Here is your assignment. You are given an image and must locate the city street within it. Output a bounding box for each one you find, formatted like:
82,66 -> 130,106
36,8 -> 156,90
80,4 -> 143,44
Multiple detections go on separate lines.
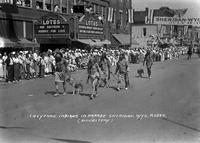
******************************
● Given request: Quote the material above word for word, line by line, and leave out the picture.

● Task solution:
Here is your assignment. You are given an image and must locate the city street within it. Output a bounding box for each one you find, formatted like:
82,66 -> 130,106
36,8 -> 156,90
80,4 -> 143,44
Multiple detections go on separate lines.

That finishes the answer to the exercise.